Records excerpted from a collection:
--- start ---

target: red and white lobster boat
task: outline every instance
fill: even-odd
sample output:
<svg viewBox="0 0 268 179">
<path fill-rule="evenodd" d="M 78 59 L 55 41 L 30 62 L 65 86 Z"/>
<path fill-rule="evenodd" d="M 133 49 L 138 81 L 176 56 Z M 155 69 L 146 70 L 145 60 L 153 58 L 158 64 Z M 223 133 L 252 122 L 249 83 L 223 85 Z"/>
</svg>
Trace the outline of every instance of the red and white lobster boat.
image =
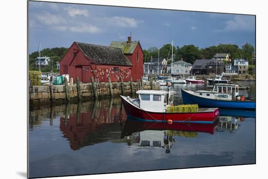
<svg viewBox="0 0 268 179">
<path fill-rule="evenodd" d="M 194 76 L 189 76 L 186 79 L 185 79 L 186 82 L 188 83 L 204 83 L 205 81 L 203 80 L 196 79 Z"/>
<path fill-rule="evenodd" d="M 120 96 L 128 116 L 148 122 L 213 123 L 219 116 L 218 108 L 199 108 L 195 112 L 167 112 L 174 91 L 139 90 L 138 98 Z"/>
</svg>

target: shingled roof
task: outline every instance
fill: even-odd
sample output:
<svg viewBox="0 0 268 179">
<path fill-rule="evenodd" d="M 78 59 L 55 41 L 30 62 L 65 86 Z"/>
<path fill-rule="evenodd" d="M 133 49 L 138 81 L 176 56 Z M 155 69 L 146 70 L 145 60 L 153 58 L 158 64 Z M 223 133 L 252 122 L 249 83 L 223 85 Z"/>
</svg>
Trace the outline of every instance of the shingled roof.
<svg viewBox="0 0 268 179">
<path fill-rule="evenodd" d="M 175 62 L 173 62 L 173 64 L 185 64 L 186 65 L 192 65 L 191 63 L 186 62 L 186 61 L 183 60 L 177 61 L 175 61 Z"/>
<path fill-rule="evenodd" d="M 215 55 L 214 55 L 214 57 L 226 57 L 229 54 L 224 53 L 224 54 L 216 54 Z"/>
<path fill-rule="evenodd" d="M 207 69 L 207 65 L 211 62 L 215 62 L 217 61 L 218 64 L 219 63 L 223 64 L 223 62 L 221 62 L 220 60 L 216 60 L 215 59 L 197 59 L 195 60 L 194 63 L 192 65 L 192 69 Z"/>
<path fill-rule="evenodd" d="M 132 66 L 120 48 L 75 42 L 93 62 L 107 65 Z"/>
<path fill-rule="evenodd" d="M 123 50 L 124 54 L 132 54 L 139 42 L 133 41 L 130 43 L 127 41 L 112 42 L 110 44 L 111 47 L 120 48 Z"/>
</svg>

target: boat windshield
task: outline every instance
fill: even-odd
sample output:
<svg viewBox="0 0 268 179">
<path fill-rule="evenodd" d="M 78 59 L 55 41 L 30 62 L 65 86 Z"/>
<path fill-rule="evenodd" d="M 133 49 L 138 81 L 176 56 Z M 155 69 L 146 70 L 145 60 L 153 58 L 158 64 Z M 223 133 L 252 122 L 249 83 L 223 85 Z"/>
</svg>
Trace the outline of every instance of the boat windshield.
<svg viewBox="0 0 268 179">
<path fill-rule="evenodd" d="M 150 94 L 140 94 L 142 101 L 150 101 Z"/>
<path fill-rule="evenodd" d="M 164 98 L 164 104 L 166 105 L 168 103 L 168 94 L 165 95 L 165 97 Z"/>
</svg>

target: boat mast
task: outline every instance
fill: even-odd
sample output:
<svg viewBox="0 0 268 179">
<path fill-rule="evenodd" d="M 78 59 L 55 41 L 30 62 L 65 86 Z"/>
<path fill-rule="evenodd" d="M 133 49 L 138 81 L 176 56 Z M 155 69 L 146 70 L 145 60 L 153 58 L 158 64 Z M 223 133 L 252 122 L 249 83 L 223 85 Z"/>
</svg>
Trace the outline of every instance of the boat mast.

--- end ---

Instructions for the task: Reproduce the listing above, starting with the line that contains "target: boat windshield" and continuing through the line that contains "150 94 L 140", both included. Raise every number in the answer markup (the viewBox values and the path coordinates) by 51, and leave the other lines as they are.

Result:
target: boat windshield
task: outline every instance
fill: even-odd
sample output:
<svg viewBox="0 0 268 179">
<path fill-rule="evenodd" d="M 78 59 L 55 41 L 30 62 L 65 86 Z"/>
<path fill-rule="evenodd" d="M 133 49 L 138 81 L 176 56 Z M 155 69 L 146 70 L 145 60 L 153 58 L 158 64 Z M 223 133 L 252 122 L 249 83 L 223 85 Z"/>
</svg>
Trace the outline of every instance of the boat windshield.
<svg viewBox="51 51 319 230">
<path fill-rule="evenodd" d="M 201 145 L 191 145 L 193 152 L 201 152 Z"/>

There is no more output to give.